━━━━━ Document extract

Fifty Cars, Four Open Championships, and One Week Left: Super Trofeo Europe’s Vallelunga Showdown

A yellow and black lamborghini huracán super trofeo evo2 crosses the finish line under a checkered flag at vallelunga

Vallelunga Delivers a Penultimate Round for the History Books

Fifty Huracán Super Trofeo EVO2 race cars lined up on the Vallelunga grid for the penultimate round of the 2023 Lamborghini Super Trofeo Europe season on November 12, matching the series record first set at Spa in 2016. Across four races, six different crews took victories. When the checkered flags fell, every championship in every class remained unresolved, setting up a finale at the same circuit the following week that could hardly have been scripted more dramatically.

A one-make championship lives or dies on participation. When the entry list swells to 50 identical cars in the series’ sixteenth year, the racing gets tighter, the talent pool deepens, and the whole enterprise becomes impossible to dismiss as a gentleman’s diversion. Lamborghini’s Squadra Corse division runs three continental Super Trofeo championships (Europe, Asia, and North America), with the European series functioning as the flagship. A record-tying grid at Vallelunga is a concrete signal that customer demand for Lamborghini’s racing ladder remains strong, even as the Huracán platform approaches the end of its competitive life.

The initially scheduled Imola round was postponed earlier in the season, prompting the addition of a standalone Vallelunga event immediately before the World Finals. That compressed calendar added urgency to every overtake and every points finish, because the margin for recovery had evaporated. The result was a weekend where the sheer depth of the grid turned every class battle into a genuine thriller, and the championship picture only grew murkier with each race.

A packed starting grid of lamborghini huracán super trofeo evo2 race cars at vallelunga with spectators in the grandstand
Vallelunga Delivers a Penultimate Round for the History Books
A fleet of Lamborghini Huracán Super Trofeo EVO2 race cars lines up on the starting grid, ready for the race.

The Huracán Super Trofeo EVO2: Why the Racing Stays This Close

Six different winning crews from a field of 50 identical cars does not happen by accident. The Huracán Super Trofeo EVO2, introduced for 2022, is built around a 5.2-liter naturally aspirated V10 producing 620 horsepower, according to multiple reports. That engine, shared in various states of tune across the entire Huracán family, rewards throttle precision and corner speed rather than brute straight-line advantage.

Vallelunga demonstrated how well the EVO2 performs across wildly different skill levels. The same car that Mattia Michelotto used to build an 11-second gap in the Pro race also allowed Ibrahim Badawy, a solo Am driver, to execute a daring last-minute overtake for victory in his class. The aerodynamic refinements Lamborghini introduced with the EVO2, visible in the aggressive front splitter and prominent rear wing on every car in the field, keep the machines planted enough for amateurs to push hard while still rewarding the professionals who can extract the final tenth.

━━━━━━━━━━

### Activity 1
Answer these questions from the Super Trofeo Europe article:
(a) Where and in what year was the 50-car series record first set?
(b) Which round was postponed earlier in the season?
(c) What engine powers the Huracán Super Trofeo EVO2?
### Activity 2
Reproduce the passage of the Super Trofeo Europe article starting at "The Huracán Super Trofeo EVO2: Why" and ending at "brute straight-line advantage.".
### Activity 3
Proceed with the Super Trofeo Europe article from the point where it stops.
The rows are separate material and not part of the Super Trofeo Europe article.

━━━━━ Records

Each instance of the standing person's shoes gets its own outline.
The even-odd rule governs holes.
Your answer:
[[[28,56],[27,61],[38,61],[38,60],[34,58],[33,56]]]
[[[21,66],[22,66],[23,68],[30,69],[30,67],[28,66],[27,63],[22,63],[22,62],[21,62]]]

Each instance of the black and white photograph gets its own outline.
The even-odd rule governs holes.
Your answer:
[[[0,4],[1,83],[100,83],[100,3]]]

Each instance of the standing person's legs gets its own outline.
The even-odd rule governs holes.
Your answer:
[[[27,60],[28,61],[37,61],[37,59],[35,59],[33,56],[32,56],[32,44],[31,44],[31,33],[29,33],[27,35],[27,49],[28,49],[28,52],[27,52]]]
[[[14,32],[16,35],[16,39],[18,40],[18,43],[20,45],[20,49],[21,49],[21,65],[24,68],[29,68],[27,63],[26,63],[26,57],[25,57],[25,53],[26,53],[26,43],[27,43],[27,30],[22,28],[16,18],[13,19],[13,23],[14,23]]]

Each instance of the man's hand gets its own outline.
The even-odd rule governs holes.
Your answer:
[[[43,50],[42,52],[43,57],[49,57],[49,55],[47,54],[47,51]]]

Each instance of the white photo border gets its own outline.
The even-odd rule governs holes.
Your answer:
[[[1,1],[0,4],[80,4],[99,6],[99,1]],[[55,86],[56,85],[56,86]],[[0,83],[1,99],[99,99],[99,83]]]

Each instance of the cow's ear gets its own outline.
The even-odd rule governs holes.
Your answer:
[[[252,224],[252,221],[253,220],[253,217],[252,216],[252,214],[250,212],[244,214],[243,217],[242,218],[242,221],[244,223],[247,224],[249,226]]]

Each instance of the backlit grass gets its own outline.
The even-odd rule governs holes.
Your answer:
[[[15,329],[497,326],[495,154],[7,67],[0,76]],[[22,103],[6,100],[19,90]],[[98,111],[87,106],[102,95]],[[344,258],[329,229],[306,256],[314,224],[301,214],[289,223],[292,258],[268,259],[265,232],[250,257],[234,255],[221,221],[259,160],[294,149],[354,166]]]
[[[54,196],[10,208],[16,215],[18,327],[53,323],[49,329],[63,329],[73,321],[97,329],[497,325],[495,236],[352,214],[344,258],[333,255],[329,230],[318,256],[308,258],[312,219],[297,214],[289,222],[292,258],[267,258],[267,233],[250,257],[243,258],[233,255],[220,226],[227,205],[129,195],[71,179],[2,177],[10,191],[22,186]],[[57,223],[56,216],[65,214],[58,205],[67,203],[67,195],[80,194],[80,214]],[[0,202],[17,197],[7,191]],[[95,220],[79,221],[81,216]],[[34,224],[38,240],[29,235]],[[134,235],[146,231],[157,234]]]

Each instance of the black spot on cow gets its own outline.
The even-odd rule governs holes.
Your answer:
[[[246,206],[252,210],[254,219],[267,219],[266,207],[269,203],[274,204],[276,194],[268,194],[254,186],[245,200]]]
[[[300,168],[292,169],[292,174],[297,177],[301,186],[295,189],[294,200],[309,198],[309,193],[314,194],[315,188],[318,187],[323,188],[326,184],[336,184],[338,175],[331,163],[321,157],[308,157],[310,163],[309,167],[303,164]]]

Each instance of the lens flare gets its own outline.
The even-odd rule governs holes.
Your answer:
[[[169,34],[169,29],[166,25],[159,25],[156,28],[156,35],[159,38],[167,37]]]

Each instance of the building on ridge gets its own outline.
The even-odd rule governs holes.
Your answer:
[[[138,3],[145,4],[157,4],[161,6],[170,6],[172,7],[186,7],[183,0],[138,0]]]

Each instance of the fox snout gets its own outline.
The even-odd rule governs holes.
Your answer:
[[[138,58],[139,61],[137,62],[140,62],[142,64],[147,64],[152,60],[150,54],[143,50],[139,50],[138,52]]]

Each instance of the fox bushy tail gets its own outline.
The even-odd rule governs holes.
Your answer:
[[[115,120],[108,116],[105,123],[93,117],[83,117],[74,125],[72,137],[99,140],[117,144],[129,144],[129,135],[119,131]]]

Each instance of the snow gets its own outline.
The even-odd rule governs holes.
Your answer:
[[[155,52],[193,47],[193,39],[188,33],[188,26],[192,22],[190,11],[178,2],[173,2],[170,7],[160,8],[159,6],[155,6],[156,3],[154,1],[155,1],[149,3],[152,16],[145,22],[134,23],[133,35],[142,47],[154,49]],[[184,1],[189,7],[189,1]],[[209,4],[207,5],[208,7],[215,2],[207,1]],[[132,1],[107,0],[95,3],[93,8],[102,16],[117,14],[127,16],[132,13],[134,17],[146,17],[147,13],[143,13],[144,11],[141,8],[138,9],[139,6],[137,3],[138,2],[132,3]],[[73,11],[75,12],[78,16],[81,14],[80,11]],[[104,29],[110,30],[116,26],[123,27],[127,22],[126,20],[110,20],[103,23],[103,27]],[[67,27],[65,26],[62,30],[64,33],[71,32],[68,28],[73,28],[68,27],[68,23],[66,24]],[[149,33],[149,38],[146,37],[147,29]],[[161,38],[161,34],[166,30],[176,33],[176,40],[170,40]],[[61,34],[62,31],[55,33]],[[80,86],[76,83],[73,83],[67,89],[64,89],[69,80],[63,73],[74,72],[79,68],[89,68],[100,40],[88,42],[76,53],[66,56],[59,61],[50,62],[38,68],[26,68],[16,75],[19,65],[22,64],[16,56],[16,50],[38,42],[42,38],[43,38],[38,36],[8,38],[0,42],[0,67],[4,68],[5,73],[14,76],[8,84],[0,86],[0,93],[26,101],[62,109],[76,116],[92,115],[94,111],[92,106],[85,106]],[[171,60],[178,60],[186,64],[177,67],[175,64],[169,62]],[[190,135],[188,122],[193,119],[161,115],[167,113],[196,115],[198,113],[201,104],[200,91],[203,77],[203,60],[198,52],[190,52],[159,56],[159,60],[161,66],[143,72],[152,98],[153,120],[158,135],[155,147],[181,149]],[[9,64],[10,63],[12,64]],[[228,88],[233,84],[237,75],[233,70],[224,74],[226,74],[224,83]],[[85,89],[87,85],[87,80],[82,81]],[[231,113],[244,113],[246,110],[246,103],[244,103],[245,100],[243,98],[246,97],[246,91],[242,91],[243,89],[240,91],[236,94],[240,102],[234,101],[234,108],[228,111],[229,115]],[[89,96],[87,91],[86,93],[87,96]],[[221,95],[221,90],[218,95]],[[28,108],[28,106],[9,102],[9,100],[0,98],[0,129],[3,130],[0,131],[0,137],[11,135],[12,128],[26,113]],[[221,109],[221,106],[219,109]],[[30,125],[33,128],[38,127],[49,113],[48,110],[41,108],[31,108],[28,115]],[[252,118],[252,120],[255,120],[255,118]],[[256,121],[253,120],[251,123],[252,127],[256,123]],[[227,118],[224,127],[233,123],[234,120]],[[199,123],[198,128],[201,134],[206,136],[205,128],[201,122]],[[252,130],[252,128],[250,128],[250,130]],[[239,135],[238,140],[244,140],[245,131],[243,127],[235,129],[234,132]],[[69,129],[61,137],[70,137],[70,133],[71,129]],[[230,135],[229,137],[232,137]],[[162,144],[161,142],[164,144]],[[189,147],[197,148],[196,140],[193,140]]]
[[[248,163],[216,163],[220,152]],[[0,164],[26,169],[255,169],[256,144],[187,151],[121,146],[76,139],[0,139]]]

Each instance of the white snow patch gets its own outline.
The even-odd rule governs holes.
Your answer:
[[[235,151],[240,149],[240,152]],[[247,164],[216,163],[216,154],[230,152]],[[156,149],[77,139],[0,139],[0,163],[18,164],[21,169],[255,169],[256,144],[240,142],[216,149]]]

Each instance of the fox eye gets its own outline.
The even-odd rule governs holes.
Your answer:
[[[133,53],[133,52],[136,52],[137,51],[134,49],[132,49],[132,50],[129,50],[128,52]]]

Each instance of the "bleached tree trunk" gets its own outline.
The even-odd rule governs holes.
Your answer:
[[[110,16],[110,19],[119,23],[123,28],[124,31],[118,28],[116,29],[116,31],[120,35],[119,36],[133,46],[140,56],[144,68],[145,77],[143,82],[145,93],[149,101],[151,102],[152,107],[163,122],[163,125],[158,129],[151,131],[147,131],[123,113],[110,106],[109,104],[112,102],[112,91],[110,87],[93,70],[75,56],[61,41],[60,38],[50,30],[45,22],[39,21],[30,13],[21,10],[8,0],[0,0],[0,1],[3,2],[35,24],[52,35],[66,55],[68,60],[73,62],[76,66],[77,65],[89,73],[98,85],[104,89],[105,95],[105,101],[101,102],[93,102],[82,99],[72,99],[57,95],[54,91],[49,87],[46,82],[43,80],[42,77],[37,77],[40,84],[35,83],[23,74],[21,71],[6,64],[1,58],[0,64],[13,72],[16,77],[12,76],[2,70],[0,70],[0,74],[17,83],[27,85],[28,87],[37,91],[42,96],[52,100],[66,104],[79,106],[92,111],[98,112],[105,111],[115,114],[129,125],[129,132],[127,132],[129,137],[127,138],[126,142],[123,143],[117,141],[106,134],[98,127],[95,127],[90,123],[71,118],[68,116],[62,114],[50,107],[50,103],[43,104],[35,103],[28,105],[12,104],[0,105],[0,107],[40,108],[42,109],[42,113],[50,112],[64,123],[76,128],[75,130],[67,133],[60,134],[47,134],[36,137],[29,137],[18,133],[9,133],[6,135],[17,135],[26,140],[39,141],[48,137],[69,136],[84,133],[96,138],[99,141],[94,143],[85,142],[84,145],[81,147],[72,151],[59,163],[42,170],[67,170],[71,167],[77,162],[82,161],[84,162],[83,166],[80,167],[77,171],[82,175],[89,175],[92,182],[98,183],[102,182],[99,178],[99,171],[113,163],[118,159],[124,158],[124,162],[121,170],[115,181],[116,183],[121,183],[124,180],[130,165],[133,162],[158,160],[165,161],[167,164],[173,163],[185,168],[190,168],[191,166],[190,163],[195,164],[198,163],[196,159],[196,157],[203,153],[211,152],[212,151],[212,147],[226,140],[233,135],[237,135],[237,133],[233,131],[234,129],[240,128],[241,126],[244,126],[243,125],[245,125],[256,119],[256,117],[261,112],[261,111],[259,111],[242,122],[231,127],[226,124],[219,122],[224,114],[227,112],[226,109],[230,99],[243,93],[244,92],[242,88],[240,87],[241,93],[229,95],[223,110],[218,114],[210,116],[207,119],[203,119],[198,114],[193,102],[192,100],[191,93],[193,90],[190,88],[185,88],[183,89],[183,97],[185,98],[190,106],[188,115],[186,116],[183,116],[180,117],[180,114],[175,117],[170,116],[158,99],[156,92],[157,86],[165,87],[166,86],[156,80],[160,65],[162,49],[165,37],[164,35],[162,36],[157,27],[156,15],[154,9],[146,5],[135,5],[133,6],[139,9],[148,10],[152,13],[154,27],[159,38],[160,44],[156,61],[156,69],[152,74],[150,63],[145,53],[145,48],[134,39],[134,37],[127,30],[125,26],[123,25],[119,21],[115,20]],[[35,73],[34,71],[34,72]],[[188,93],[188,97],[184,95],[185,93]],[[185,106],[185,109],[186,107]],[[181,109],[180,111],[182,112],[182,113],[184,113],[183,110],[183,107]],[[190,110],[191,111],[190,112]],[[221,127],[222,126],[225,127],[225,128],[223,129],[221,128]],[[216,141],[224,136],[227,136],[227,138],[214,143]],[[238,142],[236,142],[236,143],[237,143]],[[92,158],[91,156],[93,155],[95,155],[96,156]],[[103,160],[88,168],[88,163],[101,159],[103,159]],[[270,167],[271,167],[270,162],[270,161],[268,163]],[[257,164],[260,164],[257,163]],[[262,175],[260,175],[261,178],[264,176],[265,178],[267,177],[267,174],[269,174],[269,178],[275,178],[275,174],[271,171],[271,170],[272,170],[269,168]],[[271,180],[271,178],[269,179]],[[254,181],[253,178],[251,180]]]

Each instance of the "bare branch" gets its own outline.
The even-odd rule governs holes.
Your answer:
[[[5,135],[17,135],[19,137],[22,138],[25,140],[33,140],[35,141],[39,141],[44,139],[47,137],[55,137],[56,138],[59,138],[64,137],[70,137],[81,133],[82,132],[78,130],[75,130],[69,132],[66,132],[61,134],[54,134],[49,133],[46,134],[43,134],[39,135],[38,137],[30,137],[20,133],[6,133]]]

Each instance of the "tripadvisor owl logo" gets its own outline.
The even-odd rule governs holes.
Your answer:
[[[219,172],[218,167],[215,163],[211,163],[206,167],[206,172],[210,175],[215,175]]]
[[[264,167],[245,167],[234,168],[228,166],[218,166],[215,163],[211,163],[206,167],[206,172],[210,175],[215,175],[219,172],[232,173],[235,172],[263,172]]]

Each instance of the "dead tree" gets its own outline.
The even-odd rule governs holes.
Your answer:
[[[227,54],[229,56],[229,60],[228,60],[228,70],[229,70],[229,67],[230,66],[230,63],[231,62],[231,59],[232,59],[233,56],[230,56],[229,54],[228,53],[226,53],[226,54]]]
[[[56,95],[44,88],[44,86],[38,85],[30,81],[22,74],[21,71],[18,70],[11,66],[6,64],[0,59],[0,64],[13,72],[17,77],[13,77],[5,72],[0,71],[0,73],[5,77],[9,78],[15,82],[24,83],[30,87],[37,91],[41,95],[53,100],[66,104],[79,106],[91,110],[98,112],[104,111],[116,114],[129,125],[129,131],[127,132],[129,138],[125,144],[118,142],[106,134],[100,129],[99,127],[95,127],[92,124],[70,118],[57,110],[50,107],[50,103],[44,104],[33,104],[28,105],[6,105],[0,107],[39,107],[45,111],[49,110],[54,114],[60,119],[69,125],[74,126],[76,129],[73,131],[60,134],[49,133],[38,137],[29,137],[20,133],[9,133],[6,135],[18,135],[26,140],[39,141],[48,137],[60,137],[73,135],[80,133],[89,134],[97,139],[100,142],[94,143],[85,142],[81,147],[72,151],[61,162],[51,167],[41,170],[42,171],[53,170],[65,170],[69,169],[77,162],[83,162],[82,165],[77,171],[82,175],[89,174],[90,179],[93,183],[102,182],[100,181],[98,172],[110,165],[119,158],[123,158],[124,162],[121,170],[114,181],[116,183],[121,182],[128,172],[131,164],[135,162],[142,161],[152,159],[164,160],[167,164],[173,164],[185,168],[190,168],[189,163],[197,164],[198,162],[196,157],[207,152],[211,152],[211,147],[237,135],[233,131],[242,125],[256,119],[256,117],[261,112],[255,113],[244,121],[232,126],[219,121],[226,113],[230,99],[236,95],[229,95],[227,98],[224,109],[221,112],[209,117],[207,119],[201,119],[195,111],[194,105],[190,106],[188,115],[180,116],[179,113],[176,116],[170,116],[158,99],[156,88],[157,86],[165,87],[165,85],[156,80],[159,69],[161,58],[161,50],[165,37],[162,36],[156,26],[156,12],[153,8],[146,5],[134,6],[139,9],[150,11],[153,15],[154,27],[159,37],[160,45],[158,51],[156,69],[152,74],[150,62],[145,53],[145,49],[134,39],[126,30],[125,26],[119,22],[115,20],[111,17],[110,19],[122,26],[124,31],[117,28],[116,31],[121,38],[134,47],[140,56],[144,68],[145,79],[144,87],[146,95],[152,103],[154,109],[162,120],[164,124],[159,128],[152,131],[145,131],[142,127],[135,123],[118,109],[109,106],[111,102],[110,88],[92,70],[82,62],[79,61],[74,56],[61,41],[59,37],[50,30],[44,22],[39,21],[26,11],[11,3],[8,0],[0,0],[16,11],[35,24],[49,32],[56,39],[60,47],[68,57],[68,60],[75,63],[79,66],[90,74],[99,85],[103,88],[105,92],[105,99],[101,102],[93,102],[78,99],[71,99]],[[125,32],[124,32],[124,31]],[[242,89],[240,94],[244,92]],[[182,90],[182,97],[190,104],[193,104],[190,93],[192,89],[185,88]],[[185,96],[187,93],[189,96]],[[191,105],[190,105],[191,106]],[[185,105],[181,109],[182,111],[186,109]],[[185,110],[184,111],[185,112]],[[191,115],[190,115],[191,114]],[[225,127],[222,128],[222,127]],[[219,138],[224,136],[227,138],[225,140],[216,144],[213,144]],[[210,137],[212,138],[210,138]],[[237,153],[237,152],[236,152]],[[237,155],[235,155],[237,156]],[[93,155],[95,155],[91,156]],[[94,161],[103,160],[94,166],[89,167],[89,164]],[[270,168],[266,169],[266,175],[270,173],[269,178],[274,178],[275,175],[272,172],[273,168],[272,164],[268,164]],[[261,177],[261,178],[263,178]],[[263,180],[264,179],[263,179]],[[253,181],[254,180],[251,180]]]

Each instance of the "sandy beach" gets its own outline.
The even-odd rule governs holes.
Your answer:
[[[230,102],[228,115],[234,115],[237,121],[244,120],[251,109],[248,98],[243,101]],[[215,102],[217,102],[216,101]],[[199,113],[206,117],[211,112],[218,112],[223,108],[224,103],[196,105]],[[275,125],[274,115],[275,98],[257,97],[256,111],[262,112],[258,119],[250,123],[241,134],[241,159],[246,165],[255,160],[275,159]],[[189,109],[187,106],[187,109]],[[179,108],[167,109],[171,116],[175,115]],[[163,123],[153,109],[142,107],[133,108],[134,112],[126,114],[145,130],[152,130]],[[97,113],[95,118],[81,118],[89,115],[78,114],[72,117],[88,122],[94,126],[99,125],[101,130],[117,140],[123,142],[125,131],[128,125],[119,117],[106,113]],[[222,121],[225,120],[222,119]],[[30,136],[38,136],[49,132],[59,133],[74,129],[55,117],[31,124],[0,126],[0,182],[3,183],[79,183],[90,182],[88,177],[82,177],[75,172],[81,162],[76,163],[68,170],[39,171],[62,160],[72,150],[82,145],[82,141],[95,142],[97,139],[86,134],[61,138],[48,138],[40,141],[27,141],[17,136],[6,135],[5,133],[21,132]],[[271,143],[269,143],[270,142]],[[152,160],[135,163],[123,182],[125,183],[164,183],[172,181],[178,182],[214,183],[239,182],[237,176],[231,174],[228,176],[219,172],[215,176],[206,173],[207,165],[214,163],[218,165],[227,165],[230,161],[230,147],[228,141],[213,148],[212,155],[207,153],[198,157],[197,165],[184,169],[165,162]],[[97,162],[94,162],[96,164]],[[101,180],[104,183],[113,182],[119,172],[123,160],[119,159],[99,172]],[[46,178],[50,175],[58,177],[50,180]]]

━━━━━━━━━━

### Reply 1
(a) At Spa, in 2016.
(b) The Imola round.
(c) A 5.2-liter naturally aspirated V10 producing 620 horsepower.

### Reply 2
The Huracán Super Trofeo EVO2: Why the Racing Stays This Close

Six different winning crews from a field of 50 identical cars does not happen by accident. The Huracán Super Trofeo EVO2, introduced for 2022, is built around a 5.2-liter naturally aspirated V10 producing 620 horsepower, according to multiple reports. That engine, shared in various states of tune across the entire Huracán family, rewards throttle precision and corner speed rather than brute straight-line advantage.

### Reply 3
This balance is the quiet engineering achievement that rarely makes headlines but keeps 50 teams writing checks year after year. Rival one-make series from Ferrari and Porsche face the same design challenge: build a race car robust enough for paying customers yet sharp enough to produce genuine competition. The diversity of results across the Vallelunga grid suggests Lamborghini’s answer remains competitive, and it explains why every title fight stayed alive heading into the final week.

Two black lamborghini huracán super trofeo evo2 race cars in close battle on track, one trailing exhaust flames
The Huracán Super Trofeo EVO2: Why the Racing Stays This Close
Two Lamborghini Huracán Super Trofeo EVO2 race cars battle on the track, with one spitting flames.

From Pro to LB Cup: The Drivers and Their Battles

Pro: VS Racing’s Michelotto and Gilles Stadsbader claimed their fourth win of the season in Race 1, a controlled performance from pole. Stadsbader acknowledged the pressure from BDR Competition’s Amaury Bonduel, who closed to within six seconds before a late safety car froze the order. Race 2 told a completely different story. Iron Lynx’s Rodrigo Testa de Sousa and Ugo de Wilde, who had endured a frustrating season of near-misses, finally converted pace into a result with a last-lap overtake on Andrzej Lewandowski after the Pole missed an apex at turn seven. Testa de Sousa’s post-race comments were refreshingly blunt:

“We are super happy with the win, after what feels like forever. I knew I was right there, and he missed the apex at turn seven and I had to just take my chance.”

De Wilde, watching from the pit wall, admitted he was more nervous off the car than on it. That kind of emotional investment is what separates a healthy racing series from a corporate hospitality exercise.

Brendon Leitch, the Pro championship leader, endured a nightmare Race 1 after opening-lap contact left him nursing a damaged car to seventh. He recovered brilliantly in Race 2, slicing from sixth on the grid to second and maintaining a 2.5-point championship lead heading into the finale.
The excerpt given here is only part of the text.